▶ WORK ITEM
As the answer, give every line of the records that includes the word "playing".

▶ STORED DATA
※ ※ ※

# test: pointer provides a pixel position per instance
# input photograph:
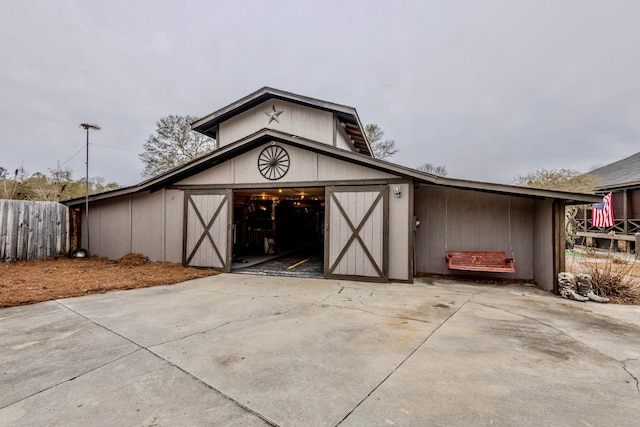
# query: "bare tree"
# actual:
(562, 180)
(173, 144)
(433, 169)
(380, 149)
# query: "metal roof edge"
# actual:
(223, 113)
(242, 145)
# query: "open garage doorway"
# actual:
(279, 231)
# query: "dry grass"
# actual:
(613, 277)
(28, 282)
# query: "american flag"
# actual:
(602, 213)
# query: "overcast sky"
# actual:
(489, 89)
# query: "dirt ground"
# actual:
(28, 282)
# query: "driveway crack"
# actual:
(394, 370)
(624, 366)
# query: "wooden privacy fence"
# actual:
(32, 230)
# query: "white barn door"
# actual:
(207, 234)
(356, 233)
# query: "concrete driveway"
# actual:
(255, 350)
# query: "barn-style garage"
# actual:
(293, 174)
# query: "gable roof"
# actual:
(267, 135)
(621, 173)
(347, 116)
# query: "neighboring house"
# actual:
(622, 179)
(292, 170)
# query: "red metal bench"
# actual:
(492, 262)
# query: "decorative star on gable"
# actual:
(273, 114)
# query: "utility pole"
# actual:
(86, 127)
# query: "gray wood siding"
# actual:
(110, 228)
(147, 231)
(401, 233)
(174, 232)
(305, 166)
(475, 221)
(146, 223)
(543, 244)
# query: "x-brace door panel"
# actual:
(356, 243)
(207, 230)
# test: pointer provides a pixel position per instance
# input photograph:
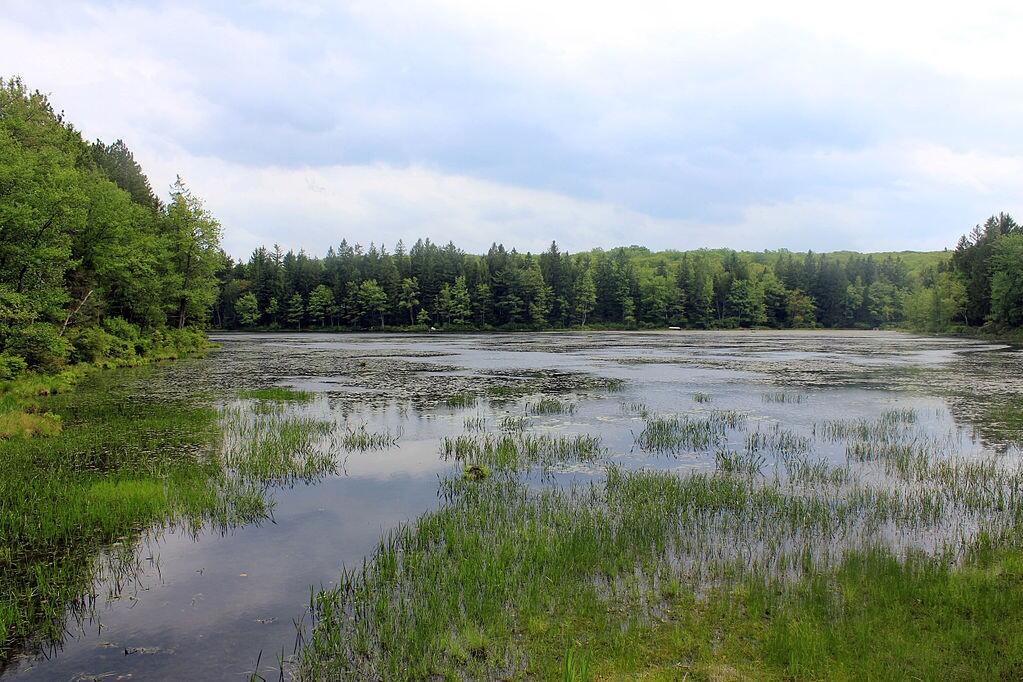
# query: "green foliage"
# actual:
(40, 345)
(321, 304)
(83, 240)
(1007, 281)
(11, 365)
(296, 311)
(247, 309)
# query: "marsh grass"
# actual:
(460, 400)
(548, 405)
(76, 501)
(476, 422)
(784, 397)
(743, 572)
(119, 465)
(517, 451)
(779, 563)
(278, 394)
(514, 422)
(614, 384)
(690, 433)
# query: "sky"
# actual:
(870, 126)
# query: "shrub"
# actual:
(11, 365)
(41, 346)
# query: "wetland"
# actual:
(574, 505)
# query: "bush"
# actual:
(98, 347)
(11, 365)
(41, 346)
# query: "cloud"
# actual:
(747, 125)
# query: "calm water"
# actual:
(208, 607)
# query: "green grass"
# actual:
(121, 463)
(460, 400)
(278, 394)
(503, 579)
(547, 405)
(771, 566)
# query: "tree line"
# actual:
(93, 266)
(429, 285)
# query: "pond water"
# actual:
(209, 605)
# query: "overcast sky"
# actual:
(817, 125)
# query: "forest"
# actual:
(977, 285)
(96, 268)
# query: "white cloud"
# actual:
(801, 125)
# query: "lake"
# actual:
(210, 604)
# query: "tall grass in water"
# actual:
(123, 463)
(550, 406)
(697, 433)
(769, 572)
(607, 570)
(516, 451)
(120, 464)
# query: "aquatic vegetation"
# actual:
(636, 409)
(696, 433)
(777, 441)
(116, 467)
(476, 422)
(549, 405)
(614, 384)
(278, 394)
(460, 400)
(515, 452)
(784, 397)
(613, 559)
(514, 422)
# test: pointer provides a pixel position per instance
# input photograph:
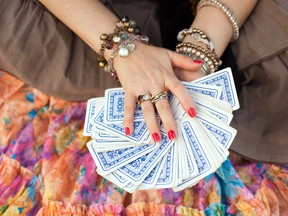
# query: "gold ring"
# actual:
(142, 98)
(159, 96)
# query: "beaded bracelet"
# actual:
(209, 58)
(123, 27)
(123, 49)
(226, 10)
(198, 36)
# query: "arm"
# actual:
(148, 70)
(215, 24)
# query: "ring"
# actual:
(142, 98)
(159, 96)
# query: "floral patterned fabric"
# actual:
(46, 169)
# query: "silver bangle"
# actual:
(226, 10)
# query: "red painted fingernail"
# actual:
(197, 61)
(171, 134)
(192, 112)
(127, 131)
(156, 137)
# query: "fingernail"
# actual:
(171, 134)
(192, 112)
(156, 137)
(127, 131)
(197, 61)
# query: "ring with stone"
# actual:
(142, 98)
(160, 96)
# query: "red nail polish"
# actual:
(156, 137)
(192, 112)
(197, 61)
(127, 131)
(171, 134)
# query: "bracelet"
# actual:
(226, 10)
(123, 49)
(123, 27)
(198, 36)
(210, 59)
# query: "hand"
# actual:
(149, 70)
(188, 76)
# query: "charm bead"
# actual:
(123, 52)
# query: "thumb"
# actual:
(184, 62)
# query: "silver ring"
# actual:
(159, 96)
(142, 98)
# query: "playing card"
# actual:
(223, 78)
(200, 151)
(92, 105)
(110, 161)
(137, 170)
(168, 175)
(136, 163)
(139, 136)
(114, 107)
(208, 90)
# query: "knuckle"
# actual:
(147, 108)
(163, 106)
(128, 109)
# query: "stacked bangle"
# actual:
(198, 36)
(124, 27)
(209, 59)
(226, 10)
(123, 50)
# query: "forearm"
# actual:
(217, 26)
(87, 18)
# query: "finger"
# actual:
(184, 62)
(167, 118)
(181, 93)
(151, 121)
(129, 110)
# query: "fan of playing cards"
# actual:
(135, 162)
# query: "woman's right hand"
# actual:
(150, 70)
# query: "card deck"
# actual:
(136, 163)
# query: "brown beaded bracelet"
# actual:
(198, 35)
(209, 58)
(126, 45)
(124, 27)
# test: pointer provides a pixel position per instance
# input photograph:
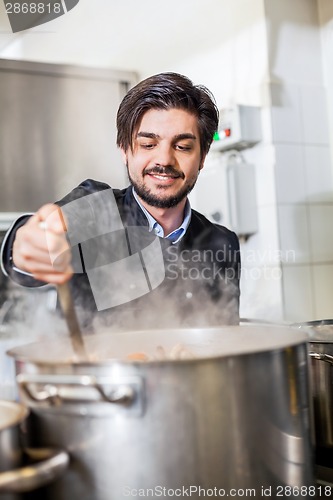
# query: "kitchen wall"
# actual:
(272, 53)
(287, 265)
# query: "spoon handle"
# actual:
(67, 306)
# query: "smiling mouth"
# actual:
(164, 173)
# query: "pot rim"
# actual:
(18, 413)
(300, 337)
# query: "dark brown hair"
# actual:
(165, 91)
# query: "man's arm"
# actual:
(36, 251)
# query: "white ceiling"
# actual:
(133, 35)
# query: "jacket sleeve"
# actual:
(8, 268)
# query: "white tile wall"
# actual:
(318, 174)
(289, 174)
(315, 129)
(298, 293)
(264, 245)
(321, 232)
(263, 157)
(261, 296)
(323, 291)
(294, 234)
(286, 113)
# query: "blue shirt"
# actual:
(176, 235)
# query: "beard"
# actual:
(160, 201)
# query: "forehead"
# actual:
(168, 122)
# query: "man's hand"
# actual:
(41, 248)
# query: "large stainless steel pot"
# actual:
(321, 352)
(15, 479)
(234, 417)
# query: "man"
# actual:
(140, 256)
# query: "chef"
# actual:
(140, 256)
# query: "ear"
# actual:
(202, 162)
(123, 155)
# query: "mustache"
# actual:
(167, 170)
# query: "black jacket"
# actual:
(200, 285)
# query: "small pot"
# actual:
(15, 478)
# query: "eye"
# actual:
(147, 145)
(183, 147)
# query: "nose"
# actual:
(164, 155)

※ ※ ※

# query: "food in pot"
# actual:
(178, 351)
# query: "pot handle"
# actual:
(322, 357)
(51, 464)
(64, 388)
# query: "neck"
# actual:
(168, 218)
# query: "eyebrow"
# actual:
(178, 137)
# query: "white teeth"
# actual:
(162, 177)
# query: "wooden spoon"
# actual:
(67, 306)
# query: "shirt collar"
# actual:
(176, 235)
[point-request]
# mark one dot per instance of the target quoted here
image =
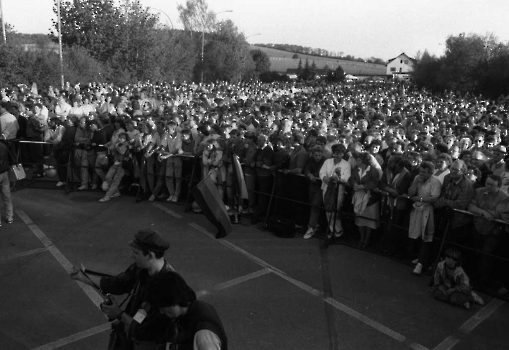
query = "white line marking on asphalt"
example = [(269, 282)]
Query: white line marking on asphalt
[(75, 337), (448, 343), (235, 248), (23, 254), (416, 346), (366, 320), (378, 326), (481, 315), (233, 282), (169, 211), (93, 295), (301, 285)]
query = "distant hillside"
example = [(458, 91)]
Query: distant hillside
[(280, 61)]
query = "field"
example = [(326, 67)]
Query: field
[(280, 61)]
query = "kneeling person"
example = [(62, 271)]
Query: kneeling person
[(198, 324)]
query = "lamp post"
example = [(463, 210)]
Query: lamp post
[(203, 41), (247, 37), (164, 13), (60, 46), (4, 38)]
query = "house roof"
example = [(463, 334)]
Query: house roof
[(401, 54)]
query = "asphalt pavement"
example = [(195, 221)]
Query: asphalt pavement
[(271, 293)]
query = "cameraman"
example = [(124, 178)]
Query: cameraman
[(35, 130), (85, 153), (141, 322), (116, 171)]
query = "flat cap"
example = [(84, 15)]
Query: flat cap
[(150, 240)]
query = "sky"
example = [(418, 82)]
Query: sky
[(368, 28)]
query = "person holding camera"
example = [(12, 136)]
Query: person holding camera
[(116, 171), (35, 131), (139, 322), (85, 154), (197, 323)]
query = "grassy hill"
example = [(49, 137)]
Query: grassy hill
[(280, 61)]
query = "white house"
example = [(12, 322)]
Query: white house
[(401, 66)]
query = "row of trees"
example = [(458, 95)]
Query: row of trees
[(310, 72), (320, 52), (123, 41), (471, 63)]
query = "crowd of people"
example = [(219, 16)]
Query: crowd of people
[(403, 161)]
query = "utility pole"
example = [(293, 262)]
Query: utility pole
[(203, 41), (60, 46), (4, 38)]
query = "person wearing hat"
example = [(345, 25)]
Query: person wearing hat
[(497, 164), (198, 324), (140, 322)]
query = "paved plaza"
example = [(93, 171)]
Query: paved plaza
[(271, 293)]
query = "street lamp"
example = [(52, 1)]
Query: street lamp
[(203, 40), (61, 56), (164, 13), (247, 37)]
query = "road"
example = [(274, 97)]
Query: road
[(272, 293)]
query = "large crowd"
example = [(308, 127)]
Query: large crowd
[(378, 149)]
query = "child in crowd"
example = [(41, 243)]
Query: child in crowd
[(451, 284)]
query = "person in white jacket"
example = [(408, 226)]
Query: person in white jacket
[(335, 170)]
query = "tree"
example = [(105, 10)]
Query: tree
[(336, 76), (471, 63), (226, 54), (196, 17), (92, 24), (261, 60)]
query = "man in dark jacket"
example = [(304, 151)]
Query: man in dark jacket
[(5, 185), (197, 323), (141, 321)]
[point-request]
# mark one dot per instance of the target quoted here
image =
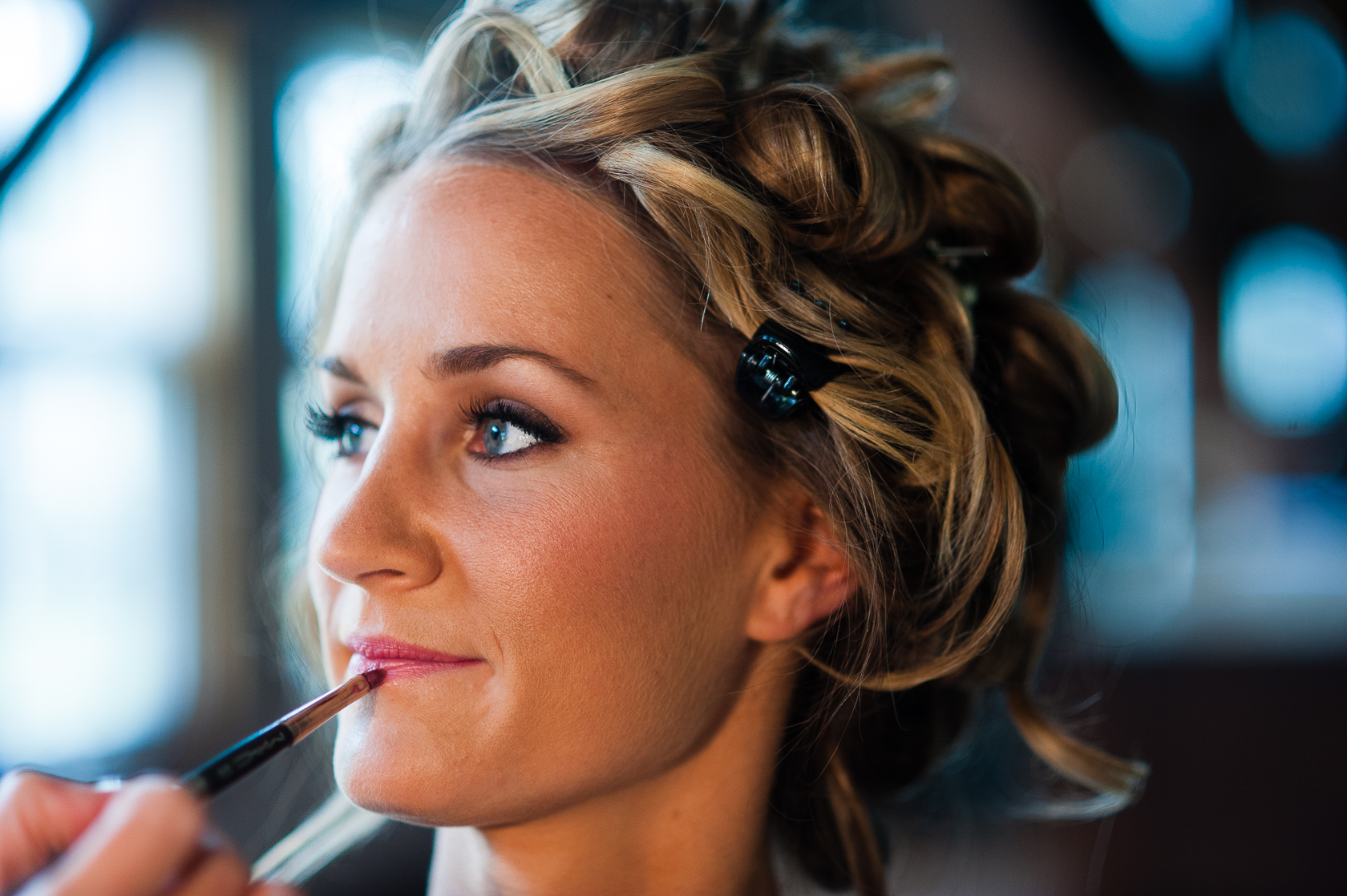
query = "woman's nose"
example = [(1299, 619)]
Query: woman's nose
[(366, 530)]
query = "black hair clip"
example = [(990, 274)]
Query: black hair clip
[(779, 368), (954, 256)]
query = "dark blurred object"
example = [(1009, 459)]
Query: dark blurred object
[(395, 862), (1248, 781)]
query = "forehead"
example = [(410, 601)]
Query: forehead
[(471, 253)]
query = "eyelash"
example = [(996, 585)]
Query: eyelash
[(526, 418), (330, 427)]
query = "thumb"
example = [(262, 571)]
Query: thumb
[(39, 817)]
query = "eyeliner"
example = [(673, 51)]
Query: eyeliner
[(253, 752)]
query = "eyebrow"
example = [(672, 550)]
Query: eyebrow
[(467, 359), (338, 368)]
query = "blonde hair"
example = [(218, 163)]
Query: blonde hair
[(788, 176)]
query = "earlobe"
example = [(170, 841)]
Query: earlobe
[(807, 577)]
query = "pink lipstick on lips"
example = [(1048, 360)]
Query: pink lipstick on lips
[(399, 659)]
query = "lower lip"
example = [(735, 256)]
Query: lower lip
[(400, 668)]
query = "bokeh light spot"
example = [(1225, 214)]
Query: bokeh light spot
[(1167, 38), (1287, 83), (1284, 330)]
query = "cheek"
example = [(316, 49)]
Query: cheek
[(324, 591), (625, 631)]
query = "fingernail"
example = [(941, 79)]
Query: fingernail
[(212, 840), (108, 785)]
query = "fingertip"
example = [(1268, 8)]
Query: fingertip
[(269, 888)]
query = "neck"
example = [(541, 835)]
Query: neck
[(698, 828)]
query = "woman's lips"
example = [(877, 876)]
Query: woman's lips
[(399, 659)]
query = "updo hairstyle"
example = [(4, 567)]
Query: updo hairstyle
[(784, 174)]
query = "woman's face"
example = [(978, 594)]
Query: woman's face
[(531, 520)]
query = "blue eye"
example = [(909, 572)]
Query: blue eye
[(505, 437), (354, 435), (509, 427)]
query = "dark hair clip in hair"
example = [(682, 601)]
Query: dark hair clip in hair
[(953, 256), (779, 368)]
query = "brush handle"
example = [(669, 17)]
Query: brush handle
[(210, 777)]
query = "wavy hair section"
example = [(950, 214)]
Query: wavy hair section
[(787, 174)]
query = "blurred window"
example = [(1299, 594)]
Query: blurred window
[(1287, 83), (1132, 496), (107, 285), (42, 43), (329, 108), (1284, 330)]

※ ※ ※

▶ RESULT OF THE TASK
# query: "playing card"
# query: "fan of playing cards"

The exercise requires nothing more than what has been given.